Task requirements —
Convert every entry below into a two-column CSV with the header row input,output. Give each entry its own row, with its text in input and its answer in output, each as one quoted field with line breaks replaced by spaces.

##### Exercise materials

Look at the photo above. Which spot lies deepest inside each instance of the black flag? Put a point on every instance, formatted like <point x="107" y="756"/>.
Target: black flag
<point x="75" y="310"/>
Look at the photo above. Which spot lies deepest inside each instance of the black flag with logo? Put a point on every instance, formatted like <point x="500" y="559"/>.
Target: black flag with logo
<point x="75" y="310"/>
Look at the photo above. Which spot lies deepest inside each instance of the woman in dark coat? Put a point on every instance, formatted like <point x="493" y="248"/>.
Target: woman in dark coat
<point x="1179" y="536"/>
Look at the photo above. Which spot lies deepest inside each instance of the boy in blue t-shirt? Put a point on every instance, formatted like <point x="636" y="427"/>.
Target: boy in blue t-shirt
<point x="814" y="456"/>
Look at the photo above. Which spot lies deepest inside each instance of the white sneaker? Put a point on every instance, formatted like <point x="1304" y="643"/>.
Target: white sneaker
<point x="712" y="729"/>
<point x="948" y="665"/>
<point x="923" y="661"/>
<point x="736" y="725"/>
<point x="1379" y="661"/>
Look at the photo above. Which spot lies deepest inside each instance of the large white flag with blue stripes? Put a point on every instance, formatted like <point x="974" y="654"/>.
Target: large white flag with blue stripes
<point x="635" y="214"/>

##########

Exercise solution —
input,output
"Look at the photo above. Which spot lies deepest inside each instance of the black flag? Put a point on every instance, formatted like <point x=""107"" y=""756""/>. Target: black flag","<point x=""75"" y=""310""/>"
"Look at the photo above. Which spot lies deepest inside each instance of the black flag with logo? Put a point on every instance, formatted like <point x=""500"" y=""559""/>. Target: black flag with logo","<point x=""75"" y=""310""/>"
"Look at the photo above. Which spot lies deepest inside each instance of the woman in dark coat? Put a point on every instance, formatted like <point x=""493"" y=""248""/>. Target: woman in dark coat","<point x=""1179"" y=""536""/>"
"Look at the photo above. Which spot lies deepest inside each instance of the boy in blue t-shirt? Put a point on every instance, formatted like <point x=""636"" y=""427""/>. Target: boy in blue t-shirt","<point x=""814"" y=""456""/>"
"Look at the photo above. Which spot lies deepest inside each instance of the white sneaker? Put a point on every instance, formatted like <point x=""1304"" y=""643""/>. Target: white sneaker","<point x=""712"" y=""729""/> <point x=""948"" y=""665""/> <point x=""923"" y=""661""/> <point x=""736"" y=""725""/> <point x=""1379"" y=""661""/>"
"Look at the photo above. Which spot lies deepest inside each instance of the large white flag with blue stripes? Put a point on every instance, formatted like <point x=""974"" y=""654""/>. Target: large white flag with blue stripes","<point x=""635"" y=""214""/>"